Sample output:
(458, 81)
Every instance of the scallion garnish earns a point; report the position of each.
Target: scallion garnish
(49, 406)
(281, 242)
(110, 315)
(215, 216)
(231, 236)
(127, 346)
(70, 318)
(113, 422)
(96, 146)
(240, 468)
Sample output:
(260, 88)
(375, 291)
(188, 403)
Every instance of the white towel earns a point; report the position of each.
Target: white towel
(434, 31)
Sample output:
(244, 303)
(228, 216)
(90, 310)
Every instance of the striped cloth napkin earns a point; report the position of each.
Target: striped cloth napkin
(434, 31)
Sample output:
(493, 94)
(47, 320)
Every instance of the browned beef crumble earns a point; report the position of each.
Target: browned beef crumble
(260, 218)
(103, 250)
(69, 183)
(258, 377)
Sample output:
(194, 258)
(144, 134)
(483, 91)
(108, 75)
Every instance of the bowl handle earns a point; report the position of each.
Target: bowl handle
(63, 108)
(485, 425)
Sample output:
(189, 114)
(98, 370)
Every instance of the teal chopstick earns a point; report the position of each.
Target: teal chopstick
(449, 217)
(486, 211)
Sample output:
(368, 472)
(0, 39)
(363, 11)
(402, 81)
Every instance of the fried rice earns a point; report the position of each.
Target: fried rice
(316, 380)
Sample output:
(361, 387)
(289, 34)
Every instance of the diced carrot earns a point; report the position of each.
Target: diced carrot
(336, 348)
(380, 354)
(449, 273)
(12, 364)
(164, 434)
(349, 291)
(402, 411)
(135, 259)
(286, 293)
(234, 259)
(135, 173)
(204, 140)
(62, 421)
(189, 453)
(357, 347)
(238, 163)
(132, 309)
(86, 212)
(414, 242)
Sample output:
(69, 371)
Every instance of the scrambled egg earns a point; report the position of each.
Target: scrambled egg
══════════════════════════════
▶ **What to do**: Give every entry in the listing above again, exactly as written.

▶ **Exercise answer**:
Sample output:
(458, 81)
Every instance of the scallion garnish earns a point; report the position of each.
Target: scallion garnish
(49, 406)
(281, 242)
(110, 315)
(215, 216)
(231, 236)
(127, 346)
(70, 318)
(113, 422)
(96, 146)
(240, 468)
Sample output:
(260, 88)
(375, 291)
(188, 403)
Every instance of the white towel earns a point; report the position of each.
Target: white towel
(434, 31)
Sample output:
(244, 303)
(228, 216)
(90, 310)
Every instance of the striped cloth napkin earns a point; report the position of each.
Target: striped cloth napkin
(434, 31)
Sample output:
(493, 94)
(47, 320)
Every instance of the browned beef crumble earns a point; report the position of each.
Target: browned beef crumble
(260, 218)
(103, 250)
(69, 183)
(258, 377)
Sample output:
(194, 258)
(144, 134)
(483, 91)
(108, 75)
Every instance of the bowl handle earns a point; report the position of each.
Target: bowl handle
(63, 108)
(485, 425)
Sample output:
(189, 114)
(98, 370)
Every instance of the teal chopstick earns a point; report the position of each.
Target: teal chopstick
(449, 217)
(486, 211)
Sample output:
(368, 472)
(0, 39)
(363, 11)
(402, 81)
Every instance of the fried rice earns a point; report the position of each.
Target: fried rice
(316, 380)
Sample output:
(361, 387)
(289, 34)
Every instance of the diced carrot earns a point; report the position of each.
Target: diced carrot
(336, 348)
(380, 354)
(449, 273)
(12, 364)
(164, 434)
(349, 291)
(402, 411)
(135, 259)
(286, 293)
(234, 259)
(135, 173)
(204, 140)
(62, 421)
(189, 453)
(357, 347)
(238, 163)
(132, 309)
(86, 212)
(414, 242)
Sample output:
(69, 371)
Every instance of the scrambled egg earns a point; report the position of each.
Target: scrambled egg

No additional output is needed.